→ **Yazılı Soru 1**
Mahir ile Feride'yi anlatan metne göre şu soruları yanıtlayın:
(a) Mahir evde yatak odası yerine neyi tercih ediyor?
(b) Mahir'in kalbi neyin ardına benzetiliyor?
(c) Feride'nin en büyük kabusu ne oldu?
→ **Yazılı Soru 2**
Mahir ile Feride'yi anlatan metni kaldığı yerden devam ettirin.

### Verilen Metin

Bir dokunuşa bu kadar anlam katmasan keşke!
Mahir'in evdeki detayları şahane işlenmiş; yatak
odasını değil kanepeyi tercih etmesi, askıda asılı gömlek, duvarda en
sevdikleri. Sever zaten öyle eğreti halleri! Bil bilse Hakime Hanım; bazen
duvara bile asamaz insan yüreğindekini! Biliyor olmalı aslında duvarda senin,
yürekte! Kaf dağının ardı sanki Mahir'in kalbi öyle ulaşılmaz, öyle soğuk! Ama
bu haller bir yerde güçlü bağlarına zarar verecek! Peki, böylesi yanıp tek
kelime edememek! Taş olması lazım insanın ya da insanüstü bir gayret sarf
etmeli. Çaresizliğin dile gelmiş hali artık Feride; korkuyor, ağlıyor çok
fazla hem de. Tutunacak dalları bir bir gitti! Mahir'i yitirmek en büyük kabusu
oldu. Birini umarsızca sevmek her şeyi, kendini de unutup, onun gözüyle dünyayı
görmektir. Feride şu an dünyaya Mahir gözü ile bakmaya çalışıyor ama Mahir gibi
düşünemiyor, çok zor onun gibi olmaya çalışmak. Tüm gayretine rağmen
bildiğinden şaşmaz olacağını da iyi biliyor aslında. Biz bile Mahir'e kızgın
haldeyiz Feride'ye ettikleri için. Bu kadar sevmese diyeceğim ama sevdaya
kıyamıyorum. Bir anahtar ne çok mana taşırmış! Hayallerle dayayıp döşediğin
evine kapıyı çalıp zor giriyorsun! Kapı açılıyor kısacık bir an tek tebessümle
dünya aydınlanıyor. Adını sanki en güzel o söylüyor, en güzel gülümse de onda
çünkü! Sonra birden gökyüzü kapanıyor buz gibi olmuş mevsim. Ne desen kar
etmiyor sevdiğine! O ev hakkında yanlış düşündüğümü bugün yeniden anladım.

######
### Kayıt Kümesi

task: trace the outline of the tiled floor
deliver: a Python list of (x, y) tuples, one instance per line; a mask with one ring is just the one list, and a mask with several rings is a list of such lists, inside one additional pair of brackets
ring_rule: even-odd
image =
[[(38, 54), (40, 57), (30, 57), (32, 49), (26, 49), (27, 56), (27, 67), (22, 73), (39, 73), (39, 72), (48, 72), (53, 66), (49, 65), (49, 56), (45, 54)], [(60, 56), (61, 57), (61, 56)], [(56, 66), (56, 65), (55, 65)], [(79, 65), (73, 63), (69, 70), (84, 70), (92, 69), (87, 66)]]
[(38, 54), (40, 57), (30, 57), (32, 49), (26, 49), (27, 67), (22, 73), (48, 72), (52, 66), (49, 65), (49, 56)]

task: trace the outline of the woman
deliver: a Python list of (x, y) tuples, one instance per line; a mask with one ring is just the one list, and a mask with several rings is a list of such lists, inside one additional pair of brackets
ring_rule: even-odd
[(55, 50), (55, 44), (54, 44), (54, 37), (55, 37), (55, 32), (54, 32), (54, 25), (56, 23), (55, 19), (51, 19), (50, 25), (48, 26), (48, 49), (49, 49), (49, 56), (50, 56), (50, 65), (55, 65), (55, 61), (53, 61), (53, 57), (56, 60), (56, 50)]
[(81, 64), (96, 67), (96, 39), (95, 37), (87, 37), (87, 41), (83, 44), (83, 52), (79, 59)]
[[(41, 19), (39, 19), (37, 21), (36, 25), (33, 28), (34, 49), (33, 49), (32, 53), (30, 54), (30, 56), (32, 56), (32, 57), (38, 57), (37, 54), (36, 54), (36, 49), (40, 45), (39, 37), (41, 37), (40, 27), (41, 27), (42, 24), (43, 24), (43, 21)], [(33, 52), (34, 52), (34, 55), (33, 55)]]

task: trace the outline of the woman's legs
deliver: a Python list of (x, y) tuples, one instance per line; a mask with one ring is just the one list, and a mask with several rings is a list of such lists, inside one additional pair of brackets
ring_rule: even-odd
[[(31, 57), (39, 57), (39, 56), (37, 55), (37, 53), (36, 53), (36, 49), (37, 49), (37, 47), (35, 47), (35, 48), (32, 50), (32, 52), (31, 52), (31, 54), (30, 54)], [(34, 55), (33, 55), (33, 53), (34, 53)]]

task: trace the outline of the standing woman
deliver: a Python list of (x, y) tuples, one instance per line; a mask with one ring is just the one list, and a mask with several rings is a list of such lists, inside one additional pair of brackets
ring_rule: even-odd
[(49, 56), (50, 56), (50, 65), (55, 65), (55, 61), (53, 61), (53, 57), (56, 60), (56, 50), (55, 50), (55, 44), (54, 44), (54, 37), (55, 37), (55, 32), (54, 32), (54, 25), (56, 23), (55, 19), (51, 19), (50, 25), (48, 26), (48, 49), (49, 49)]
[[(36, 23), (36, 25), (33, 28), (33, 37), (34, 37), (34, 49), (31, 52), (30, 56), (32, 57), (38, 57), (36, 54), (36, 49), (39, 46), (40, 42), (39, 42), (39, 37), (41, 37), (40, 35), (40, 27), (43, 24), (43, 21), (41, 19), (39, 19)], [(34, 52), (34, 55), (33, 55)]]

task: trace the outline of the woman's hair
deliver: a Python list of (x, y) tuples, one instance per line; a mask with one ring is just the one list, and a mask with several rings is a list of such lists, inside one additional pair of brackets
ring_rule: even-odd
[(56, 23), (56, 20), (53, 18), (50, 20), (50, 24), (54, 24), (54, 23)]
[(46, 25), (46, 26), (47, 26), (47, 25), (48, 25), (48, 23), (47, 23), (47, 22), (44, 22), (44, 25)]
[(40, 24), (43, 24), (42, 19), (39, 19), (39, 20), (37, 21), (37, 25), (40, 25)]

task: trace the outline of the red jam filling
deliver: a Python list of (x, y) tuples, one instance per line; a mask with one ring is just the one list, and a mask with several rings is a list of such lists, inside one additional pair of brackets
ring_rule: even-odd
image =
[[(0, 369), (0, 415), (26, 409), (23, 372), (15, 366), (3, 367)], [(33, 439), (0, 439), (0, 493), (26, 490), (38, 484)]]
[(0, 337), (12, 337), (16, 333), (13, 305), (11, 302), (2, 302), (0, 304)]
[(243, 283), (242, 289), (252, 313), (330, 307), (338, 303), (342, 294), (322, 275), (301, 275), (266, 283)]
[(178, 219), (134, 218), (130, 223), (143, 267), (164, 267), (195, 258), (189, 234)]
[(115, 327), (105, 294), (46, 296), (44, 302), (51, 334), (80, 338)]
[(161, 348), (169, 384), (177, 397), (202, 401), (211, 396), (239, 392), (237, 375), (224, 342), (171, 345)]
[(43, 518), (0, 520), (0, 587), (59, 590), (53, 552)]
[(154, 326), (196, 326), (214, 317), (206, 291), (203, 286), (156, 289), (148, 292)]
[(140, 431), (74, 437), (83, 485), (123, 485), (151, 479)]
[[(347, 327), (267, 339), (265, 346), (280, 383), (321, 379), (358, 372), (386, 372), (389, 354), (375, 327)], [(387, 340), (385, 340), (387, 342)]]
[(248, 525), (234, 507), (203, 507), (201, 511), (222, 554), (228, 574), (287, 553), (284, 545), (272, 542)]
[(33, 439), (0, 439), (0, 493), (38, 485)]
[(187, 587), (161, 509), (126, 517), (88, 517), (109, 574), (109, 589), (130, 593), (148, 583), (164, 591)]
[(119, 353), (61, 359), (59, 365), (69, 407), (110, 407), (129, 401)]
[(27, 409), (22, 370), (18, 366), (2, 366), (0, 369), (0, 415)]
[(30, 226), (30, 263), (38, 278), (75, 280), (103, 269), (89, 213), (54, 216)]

######
### Kayıt Kümesi

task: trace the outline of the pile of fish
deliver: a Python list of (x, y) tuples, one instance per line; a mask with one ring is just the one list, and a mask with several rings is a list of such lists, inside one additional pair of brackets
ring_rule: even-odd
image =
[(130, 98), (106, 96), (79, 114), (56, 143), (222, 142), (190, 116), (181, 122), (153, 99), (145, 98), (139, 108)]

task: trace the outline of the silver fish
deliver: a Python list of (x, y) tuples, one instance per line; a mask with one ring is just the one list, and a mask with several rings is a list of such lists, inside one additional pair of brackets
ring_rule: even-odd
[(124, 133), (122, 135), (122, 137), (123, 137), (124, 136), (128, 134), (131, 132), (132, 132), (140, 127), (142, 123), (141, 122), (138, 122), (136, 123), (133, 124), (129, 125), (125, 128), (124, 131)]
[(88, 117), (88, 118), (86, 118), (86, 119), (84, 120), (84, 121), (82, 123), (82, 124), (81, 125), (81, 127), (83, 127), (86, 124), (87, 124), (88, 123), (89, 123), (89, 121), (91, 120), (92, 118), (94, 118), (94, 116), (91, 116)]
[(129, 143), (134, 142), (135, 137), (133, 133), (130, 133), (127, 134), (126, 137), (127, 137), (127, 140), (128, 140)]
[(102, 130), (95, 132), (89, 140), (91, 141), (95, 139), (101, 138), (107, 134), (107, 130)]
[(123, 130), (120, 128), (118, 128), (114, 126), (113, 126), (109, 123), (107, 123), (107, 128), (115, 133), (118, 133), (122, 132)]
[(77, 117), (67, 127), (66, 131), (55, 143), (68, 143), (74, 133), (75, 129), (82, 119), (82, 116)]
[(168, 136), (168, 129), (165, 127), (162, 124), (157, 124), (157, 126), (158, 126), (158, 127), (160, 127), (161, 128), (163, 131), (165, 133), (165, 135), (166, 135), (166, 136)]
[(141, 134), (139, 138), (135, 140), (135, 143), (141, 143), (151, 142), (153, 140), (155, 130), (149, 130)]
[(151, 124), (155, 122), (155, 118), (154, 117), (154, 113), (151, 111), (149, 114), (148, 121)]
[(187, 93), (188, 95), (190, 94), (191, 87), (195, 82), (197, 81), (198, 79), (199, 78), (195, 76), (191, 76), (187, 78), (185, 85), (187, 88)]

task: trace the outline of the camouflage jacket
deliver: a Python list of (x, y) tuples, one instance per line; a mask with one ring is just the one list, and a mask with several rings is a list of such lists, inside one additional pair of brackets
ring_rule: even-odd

######
### Kayıt Kümesi

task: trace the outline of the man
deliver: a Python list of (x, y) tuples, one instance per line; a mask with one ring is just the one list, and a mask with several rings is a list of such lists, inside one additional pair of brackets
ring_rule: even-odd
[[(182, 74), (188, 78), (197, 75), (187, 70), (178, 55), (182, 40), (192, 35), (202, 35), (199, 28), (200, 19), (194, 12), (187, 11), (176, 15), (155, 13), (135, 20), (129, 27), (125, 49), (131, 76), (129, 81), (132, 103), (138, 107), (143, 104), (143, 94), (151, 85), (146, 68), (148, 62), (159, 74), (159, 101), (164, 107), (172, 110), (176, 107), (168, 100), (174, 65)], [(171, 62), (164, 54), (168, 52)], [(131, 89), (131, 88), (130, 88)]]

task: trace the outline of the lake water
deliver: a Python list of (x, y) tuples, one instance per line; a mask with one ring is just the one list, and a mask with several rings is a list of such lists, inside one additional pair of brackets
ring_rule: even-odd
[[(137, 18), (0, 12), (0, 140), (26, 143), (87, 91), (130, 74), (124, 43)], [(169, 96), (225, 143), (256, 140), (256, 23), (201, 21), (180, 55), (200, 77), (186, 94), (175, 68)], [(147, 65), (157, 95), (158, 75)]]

######

→ **Alıştırma Yanıtı 1**
(a) Kanepeyi.
(b) Kaf dağının ardına.
(c) Mahir'i yitirmek.

→ **Alıştırma Yanıtı 2**
Evet, o ev mühim bir yer olacak! Duvarların boş kalan yerlerine yeni resimler
asılacak. Mutluluk resimleri! Mahir'in büyük suskunluğunda neler anlattığını
gördük tek bir dokunuşla resme bakarken. Feride bir gülüşe hasret, Mahir küçük
bir temas etse vazgeçecek! Ondan köşe bucak bu kaçış, öyle ince bir çizgide
sınanıyorlar. Konuşmadan bakışlar bir anlam taşır mı? En sevdiğim ayrıntılar
bunlar bu aşkta; aynı heyecan ile dolup kalp atışlarını, nefeslerini duymak!
Kalbin ritmi değişir mi ansızın beliren bir yüreğe, nefes nefese bir hal alır
mı; değişirmiş! Yalnız ben sevmiyorum ne bankları, ne banklarda kalan kötü
anıları. Aynı acı ile hemhal olup derde devayı uzakta aramak işte bunu hala
anlamıyorum!
Son pişmanlık çare olmaz Seyis!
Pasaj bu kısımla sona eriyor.